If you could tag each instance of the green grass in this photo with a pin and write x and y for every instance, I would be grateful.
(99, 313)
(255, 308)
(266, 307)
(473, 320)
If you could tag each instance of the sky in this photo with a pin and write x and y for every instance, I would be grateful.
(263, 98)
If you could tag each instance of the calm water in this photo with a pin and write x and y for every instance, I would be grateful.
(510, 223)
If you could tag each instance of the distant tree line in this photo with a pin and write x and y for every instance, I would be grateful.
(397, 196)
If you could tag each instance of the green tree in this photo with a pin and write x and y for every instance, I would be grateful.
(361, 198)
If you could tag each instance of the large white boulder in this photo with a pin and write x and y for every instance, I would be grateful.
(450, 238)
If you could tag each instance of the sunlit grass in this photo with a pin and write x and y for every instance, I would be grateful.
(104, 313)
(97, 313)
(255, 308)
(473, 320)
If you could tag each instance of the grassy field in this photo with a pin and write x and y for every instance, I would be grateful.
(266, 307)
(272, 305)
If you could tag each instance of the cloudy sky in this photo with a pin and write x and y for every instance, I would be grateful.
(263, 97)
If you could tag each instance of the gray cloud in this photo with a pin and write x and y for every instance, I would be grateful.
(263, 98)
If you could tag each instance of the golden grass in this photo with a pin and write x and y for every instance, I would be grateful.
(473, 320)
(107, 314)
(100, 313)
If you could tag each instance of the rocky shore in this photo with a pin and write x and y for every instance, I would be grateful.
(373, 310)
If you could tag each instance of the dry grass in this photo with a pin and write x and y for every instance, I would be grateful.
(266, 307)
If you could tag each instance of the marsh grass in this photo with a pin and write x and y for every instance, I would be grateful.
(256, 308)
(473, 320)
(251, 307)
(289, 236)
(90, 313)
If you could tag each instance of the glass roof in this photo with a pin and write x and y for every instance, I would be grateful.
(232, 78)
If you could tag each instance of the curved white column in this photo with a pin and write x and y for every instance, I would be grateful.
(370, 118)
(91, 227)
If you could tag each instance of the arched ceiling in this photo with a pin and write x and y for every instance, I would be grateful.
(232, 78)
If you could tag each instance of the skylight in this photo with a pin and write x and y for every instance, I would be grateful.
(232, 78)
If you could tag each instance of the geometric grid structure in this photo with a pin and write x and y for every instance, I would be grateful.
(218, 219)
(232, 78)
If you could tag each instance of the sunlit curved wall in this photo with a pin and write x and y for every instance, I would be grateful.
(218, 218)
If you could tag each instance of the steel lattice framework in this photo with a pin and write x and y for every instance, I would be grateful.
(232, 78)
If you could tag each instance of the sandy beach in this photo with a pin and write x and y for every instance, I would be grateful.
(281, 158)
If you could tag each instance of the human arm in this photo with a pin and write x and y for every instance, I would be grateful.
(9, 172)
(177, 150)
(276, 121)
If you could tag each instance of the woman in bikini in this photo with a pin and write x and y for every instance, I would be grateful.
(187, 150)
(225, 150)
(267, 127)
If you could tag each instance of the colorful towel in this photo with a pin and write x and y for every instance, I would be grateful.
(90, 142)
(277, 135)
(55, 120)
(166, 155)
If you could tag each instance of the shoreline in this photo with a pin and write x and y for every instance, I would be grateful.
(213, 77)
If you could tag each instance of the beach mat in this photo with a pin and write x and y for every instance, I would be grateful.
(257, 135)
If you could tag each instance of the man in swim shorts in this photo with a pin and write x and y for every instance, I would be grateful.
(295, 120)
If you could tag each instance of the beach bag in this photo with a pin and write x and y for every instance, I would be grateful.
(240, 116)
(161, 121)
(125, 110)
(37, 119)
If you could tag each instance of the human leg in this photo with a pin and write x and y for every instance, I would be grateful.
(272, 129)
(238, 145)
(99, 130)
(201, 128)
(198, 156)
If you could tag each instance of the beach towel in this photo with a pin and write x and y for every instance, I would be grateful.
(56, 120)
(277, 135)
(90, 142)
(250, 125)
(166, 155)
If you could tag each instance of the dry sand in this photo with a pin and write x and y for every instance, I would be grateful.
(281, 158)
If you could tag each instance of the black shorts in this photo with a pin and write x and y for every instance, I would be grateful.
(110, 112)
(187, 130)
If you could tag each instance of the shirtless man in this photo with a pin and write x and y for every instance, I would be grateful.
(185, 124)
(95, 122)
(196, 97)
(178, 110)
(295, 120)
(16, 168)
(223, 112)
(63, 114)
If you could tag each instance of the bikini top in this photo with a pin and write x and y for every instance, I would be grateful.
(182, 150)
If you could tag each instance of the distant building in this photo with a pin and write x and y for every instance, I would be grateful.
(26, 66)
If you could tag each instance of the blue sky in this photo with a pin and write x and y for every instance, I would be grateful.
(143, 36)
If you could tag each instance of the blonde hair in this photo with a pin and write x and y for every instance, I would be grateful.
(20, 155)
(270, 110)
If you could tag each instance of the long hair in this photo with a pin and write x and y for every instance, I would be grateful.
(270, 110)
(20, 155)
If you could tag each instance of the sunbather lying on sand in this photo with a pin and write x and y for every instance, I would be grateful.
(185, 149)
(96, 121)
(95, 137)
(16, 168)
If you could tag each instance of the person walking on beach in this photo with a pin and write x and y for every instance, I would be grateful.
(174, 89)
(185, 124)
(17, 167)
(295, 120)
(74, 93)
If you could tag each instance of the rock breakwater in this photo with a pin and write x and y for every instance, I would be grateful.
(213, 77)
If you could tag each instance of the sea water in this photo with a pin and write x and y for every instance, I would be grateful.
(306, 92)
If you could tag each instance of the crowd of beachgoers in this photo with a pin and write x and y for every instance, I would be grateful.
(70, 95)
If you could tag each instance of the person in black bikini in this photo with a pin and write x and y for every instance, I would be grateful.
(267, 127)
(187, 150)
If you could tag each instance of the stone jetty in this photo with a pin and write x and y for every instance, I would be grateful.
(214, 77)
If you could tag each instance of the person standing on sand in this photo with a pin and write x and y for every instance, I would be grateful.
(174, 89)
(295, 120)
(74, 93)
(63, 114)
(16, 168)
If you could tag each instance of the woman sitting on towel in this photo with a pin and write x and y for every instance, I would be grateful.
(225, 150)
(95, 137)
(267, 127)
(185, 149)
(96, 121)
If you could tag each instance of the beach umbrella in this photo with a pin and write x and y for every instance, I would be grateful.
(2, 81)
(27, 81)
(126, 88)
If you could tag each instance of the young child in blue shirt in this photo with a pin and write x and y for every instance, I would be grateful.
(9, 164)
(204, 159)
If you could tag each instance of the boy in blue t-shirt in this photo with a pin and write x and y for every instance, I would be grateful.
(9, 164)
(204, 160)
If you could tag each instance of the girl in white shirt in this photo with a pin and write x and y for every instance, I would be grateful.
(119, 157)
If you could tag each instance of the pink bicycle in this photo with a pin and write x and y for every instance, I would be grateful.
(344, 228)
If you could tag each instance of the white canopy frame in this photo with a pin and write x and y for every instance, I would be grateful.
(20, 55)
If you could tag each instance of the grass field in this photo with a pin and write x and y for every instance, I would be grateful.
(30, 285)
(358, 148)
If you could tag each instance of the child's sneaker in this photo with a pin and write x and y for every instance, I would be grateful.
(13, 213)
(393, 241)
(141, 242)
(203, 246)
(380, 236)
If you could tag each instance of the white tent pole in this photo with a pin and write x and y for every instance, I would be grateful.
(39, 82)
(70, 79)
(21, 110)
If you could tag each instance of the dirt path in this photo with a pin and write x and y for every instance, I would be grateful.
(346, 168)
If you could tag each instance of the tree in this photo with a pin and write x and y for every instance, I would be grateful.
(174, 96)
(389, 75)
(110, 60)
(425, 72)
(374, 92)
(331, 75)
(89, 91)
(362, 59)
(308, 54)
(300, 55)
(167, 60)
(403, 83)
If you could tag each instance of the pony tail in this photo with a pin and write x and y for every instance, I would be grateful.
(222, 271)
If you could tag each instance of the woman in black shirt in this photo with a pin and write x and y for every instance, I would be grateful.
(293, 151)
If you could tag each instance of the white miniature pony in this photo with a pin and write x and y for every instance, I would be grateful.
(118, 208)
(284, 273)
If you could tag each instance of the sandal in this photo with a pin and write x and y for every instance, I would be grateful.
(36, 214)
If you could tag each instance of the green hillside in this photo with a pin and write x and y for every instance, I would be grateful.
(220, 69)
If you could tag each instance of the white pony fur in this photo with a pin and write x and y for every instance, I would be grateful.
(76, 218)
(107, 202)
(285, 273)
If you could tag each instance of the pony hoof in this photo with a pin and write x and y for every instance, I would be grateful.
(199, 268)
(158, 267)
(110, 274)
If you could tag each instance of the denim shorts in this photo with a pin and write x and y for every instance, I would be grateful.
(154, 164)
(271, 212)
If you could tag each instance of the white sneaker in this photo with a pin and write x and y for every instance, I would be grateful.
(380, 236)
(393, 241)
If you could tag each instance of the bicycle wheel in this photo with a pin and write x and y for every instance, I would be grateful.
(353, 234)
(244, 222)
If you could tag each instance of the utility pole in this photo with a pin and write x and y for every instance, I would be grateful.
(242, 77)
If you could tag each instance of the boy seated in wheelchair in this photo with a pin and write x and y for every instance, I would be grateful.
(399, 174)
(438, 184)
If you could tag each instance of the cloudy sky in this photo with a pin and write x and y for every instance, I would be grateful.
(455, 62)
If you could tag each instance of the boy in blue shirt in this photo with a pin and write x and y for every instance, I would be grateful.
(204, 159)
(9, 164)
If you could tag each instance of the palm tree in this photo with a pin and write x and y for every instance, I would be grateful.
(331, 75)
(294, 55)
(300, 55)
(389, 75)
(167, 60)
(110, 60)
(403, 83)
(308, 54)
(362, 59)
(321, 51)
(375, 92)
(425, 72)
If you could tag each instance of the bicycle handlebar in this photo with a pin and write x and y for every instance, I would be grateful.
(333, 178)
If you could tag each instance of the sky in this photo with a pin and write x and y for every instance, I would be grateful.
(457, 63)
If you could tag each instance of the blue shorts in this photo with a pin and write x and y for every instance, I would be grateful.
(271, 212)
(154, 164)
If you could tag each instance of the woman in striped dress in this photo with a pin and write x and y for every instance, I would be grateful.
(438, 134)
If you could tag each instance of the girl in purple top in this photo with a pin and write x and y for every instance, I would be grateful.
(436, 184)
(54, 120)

▬▬▬

- Exercise description -
Produce an exact repeat of the lines from the one containing "If you could tag each instance of the utility" through the last line of the data, and nothing more.

- Reply to the exercise -
If you could tag each instance of the utility pole in this photo with a pin and write x and y for every instance, I would be grateful.
(242, 77)
If you could tag each instance of the boy seated in wheelchair in this photo with a pin and write x and y for every instance, I would be grateful.
(399, 174)
(438, 184)
If you could tag each instance of the cloudy sky in this photo with a pin and write x and y for every instance, I would be grateful.
(455, 62)
If you could tag each instance of the boy in blue shirt in this photo with a pin and write x and y for every instance, I would be grateful.
(204, 159)
(9, 164)
If you could tag each instance of the palm tree in this photo with a pin and write x and y for every instance, I would be grateful.
(331, 75)
(294, 55)
(300, 55)
(389, 75)
(167, 60)
(110, 60)
(403, 83)
(308, 54)
(362, 59)
(321, 51)
(375, 92)
(425, 72)
If you could tag each instance of the bicycle handlebar in this photo with a pin and write x and y for every instance, I would be grateful.
(333, 178)
If you could tag each instance of the sky in this photo with a pin and write x and y for every instance, I would be grateful.
(457, 63)
If you could tag each instance of the blue shorts in this photo with a pin and write x and y for every instance, I would be grateful.
(271, 212)
(154, 164)
If you could tag each instance of the woman in striped dress in this photo with a pin and write x and y for every instance, I would be grateful.
(438, 134)
If you could tag each instance of the girl in purple top in this photo with a pin and write x and y for every instance, I would be grateful.
(436, 184)
(54, 120)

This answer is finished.